* [PROBLEMS AND TASKS]
- 1) In the Vale of Evesham School article, recast the paragraph starting "Pupils follow a curriculum" as a bulleted list, keeping its main facts.
- 2) Name every award the Vale of Evesham School article says the school has received.
- 3) According to the Vale of Evesham School article, when did the school become an academy?

* [TEXT]
⁂

Location
- Four Pools Lane Evesham, Worcestershire,, WR11 1BN England
- 52°05′02″N 1°56′19″W﻿ / ﻿52.0838°N 1.9386°W

Information
- Type: Special school; Academy
- Department for Education URN: 148347 Tables
- Ofsted: Reports
- Headteacher: Tina Partridge
- Gender: Coeducational
- Age: 3 to 19
- Enrolment: approx. 147
- SURN: SCO43049
- Website: https://valeofeveshamschool.org/

= Vale of Evesham School =

Vale of Evesham School in Evesham, in the county of Worcestershire, England, is a special education school for around 150 mixed gender pupils aged 3 to 19 of whom approximately 35 are in the 6th form. It caters for children with special educational needs and also accommodates 15 pupils as boarders on a weekly basis.

Pupils follow a curriculum based on National Curriculum core subjects together with activities that offer education for pupils having special moderate to severe learning difficulties that include a wide range of disabilities from autism, behavioural, emotional and social problems. The school was granted specialist status for cognition and learning and awards include Investors in People, Careers Education and Guidance Quality Mark, ArtsMark, Eco School and the Healthy School Award. The school converted to academy status in April 2013.

A December 2009 Ofsted report classed the school with a Grade 2 (good), with several points at Grade 1 (outstanding).

In November 2019 Ofsted report classed the school as Inadequate listing "serious, widespread failings in safeguarding children" finding staff members employed with criminal records unbeknown to senior leaders, students accessing and administering medication unaccompanied, and defective fire doors and lack of regular risk assessments.

⁂

* [DATA TO EXAMINE]

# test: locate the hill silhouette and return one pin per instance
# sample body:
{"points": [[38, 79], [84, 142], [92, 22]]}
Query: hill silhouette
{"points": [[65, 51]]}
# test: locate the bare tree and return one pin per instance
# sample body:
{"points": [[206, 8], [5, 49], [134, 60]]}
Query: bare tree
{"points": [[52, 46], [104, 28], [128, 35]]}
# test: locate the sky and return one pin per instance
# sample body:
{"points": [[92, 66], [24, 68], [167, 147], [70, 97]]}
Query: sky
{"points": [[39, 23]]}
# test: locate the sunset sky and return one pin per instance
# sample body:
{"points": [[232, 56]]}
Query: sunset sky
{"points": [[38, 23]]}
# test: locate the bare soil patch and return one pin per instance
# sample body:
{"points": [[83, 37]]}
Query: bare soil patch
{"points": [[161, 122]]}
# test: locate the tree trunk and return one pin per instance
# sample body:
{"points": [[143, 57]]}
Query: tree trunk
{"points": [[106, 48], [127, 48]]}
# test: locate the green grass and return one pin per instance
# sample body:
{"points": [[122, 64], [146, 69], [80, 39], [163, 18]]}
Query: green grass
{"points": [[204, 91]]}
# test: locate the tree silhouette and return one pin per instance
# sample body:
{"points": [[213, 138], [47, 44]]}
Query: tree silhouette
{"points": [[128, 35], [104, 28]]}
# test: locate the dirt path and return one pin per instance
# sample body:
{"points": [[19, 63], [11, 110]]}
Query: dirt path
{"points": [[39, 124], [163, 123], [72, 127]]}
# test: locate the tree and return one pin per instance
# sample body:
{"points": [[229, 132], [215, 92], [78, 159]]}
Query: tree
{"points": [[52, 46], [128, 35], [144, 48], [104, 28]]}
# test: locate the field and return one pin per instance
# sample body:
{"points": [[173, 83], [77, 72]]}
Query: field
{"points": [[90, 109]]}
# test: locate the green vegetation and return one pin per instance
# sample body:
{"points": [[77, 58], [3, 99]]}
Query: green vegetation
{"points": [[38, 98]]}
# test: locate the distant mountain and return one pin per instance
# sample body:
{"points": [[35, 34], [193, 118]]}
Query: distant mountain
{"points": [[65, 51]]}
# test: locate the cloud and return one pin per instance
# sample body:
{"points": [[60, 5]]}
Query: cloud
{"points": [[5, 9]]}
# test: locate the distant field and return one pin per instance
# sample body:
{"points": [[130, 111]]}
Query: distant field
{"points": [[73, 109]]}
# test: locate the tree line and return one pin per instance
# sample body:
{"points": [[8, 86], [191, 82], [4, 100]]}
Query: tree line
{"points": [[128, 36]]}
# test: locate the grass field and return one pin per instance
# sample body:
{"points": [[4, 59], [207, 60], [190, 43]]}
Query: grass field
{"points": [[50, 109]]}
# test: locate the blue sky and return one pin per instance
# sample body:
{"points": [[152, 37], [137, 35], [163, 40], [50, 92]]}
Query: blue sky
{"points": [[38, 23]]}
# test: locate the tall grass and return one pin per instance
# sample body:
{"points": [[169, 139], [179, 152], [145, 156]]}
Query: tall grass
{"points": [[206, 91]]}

⁂

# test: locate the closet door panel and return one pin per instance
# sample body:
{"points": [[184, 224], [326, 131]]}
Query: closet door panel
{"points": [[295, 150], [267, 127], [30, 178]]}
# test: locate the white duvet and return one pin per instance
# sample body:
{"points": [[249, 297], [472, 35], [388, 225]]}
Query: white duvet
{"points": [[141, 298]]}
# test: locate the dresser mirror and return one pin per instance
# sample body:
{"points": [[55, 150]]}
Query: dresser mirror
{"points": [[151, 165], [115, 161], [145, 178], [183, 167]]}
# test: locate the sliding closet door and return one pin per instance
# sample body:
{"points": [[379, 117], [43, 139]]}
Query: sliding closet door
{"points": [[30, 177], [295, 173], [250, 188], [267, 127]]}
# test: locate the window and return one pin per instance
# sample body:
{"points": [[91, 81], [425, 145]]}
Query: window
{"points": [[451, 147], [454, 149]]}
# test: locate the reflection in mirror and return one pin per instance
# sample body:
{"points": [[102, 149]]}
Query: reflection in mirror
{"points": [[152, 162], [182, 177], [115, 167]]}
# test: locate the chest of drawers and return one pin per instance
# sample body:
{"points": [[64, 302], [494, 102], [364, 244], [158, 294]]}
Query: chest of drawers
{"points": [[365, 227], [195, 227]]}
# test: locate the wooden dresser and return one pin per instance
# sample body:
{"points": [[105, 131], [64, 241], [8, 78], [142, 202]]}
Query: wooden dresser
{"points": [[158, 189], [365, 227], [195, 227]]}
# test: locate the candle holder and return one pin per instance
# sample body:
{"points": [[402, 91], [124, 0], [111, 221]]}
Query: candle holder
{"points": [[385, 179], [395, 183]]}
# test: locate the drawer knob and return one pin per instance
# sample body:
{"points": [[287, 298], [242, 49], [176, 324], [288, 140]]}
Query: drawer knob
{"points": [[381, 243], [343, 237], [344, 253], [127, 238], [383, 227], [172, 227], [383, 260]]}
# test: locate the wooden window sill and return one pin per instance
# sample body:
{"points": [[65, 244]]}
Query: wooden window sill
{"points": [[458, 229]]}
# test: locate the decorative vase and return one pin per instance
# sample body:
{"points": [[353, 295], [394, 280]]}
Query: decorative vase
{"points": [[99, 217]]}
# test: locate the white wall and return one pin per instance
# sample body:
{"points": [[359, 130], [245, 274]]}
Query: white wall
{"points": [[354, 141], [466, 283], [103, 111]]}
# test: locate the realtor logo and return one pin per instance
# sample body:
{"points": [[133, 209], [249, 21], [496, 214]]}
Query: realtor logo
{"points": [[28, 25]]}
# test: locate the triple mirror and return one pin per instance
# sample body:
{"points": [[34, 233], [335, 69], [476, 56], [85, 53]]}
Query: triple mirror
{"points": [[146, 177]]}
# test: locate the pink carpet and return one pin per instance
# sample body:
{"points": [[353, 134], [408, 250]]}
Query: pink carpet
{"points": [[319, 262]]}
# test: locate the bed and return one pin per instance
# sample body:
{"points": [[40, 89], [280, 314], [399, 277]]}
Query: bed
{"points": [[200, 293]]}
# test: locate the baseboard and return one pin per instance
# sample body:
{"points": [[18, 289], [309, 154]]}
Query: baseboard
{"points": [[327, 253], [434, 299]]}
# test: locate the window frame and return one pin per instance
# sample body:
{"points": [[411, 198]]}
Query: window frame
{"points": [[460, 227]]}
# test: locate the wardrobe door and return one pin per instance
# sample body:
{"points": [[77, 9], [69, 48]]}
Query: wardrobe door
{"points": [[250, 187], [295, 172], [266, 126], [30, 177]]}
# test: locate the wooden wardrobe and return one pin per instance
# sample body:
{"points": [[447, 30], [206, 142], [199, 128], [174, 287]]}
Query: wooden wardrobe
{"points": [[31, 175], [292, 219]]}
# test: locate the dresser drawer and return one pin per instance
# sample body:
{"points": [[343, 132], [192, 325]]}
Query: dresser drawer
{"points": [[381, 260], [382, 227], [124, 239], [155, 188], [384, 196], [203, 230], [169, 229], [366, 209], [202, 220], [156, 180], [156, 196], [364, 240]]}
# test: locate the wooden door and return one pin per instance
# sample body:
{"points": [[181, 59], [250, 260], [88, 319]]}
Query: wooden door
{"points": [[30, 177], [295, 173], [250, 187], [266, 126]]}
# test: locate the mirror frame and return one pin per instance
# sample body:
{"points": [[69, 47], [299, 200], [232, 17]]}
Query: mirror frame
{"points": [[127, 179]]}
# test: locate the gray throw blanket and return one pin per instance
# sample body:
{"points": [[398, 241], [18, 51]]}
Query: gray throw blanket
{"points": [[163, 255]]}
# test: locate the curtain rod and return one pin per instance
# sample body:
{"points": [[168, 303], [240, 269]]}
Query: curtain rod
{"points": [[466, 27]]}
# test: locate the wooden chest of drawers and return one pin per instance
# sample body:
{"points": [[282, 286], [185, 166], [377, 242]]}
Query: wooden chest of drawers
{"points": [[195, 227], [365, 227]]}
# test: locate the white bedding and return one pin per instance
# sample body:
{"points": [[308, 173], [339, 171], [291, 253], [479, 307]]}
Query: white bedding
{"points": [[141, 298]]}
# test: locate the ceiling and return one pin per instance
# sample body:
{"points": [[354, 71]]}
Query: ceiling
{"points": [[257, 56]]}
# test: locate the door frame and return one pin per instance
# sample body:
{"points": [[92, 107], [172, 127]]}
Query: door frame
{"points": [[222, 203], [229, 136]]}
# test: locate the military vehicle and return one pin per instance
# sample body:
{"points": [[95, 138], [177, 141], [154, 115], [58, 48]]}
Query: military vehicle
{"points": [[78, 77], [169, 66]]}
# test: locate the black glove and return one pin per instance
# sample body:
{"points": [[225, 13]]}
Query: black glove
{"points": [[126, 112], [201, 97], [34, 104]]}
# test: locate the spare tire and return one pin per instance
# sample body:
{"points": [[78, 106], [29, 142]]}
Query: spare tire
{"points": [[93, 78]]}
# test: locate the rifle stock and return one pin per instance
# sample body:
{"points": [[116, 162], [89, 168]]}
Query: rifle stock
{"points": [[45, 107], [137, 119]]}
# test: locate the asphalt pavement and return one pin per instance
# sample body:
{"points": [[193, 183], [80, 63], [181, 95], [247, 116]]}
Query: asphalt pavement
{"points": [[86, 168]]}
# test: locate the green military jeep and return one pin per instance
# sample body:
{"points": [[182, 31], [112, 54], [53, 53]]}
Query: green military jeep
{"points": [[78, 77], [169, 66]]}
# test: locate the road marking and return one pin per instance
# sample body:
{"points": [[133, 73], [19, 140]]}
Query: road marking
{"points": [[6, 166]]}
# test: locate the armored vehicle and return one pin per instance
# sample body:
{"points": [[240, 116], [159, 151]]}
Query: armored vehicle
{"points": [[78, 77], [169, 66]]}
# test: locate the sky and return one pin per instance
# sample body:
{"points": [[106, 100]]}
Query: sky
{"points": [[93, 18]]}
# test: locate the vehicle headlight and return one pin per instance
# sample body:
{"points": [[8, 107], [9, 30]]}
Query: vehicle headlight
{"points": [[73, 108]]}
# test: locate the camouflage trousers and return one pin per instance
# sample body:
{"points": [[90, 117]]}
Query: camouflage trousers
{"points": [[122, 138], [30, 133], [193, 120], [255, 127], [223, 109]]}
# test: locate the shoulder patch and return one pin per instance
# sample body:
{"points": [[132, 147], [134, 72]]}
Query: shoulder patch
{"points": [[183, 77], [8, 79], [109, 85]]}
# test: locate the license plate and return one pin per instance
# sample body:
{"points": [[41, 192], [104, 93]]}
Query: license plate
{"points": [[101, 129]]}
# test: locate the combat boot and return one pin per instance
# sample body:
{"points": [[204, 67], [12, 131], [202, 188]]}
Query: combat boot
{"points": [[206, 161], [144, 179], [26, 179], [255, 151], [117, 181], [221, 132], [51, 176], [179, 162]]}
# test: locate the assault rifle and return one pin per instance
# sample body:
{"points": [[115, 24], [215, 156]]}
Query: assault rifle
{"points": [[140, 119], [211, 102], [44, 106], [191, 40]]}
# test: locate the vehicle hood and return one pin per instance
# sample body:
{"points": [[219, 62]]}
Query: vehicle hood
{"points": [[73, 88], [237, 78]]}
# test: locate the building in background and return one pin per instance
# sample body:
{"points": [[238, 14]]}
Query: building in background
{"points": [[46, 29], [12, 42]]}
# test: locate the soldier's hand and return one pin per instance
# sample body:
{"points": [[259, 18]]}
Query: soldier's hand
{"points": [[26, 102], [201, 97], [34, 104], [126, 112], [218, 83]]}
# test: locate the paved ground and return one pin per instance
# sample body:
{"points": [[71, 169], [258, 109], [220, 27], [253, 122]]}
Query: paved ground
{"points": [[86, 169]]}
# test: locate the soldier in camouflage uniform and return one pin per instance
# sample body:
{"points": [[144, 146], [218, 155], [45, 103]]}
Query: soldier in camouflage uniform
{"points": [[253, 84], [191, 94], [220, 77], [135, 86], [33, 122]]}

⁂

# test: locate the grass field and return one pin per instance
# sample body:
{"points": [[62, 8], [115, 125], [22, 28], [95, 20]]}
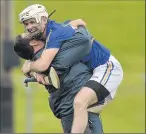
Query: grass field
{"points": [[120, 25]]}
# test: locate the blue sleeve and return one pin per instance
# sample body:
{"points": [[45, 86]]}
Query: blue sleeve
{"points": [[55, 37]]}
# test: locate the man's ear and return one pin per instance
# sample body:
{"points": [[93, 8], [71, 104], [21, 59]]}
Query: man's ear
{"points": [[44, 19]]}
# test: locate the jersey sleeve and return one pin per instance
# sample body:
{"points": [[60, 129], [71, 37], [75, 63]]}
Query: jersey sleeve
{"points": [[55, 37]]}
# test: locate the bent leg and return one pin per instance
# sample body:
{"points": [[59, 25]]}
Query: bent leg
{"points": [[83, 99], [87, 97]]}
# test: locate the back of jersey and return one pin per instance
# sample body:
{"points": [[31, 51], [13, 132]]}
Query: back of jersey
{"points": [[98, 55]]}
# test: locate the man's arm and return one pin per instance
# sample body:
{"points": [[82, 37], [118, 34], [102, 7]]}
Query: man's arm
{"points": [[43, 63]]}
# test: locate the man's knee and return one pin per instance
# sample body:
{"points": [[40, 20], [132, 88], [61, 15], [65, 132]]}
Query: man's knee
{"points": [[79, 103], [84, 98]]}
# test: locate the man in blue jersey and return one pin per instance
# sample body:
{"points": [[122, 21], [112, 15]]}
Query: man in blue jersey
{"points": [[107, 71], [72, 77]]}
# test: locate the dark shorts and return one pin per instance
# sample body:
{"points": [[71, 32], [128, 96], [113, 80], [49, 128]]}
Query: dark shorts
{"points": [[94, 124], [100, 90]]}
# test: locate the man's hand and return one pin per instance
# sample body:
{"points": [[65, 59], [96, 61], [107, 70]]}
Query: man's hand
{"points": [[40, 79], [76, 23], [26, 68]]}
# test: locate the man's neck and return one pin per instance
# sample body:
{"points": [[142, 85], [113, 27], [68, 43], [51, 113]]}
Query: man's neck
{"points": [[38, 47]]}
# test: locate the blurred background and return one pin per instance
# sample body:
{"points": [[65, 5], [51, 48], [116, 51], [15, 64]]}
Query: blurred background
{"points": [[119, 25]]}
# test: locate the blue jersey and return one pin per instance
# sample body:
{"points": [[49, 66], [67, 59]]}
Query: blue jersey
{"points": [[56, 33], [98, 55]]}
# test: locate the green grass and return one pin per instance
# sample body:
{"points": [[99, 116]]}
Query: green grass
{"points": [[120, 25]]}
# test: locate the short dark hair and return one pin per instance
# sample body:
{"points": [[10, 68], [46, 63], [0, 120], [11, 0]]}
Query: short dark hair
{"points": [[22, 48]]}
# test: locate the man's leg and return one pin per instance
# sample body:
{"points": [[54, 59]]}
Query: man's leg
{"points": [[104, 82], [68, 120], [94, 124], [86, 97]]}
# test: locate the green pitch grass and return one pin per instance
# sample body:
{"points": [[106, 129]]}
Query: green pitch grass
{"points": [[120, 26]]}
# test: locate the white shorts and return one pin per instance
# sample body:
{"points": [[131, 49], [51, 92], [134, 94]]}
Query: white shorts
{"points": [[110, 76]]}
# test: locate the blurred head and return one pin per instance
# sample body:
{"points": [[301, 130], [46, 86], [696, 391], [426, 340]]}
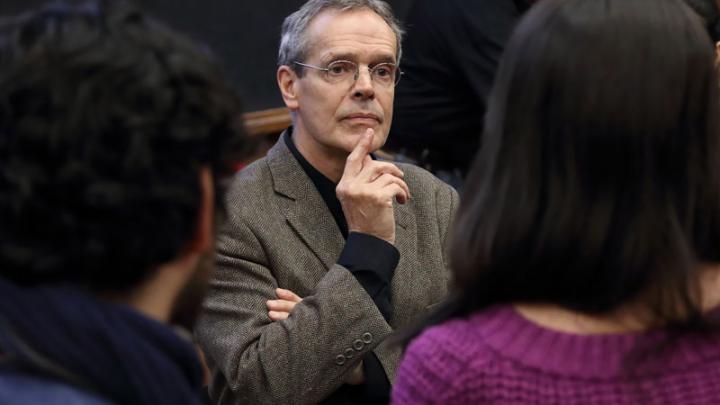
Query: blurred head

⁂

* [ANSWERS TO THE EXERCISES]
- 1)
- The curriculum is based on National Curriculum core subjects, plus activities for pupils with special moderate to severe learning difficulties.
- These difficulties include a wide range of disabilities, from autism to behavioural, emotional and social problems.
- The school was granted specialist status for cognition and learning.
- Its awards include Investors in People, the Careers Education and Guidance Quality Mark, ArtsMark, Eco School and the Healthy School Award.
- The school converted to academy status in April 2013.

- 2)
- Investors in People
- Careers Education and Guidance Quality Mark
- ArtsMark
- Eco School
- Healthy School Award

- 3) April 2013.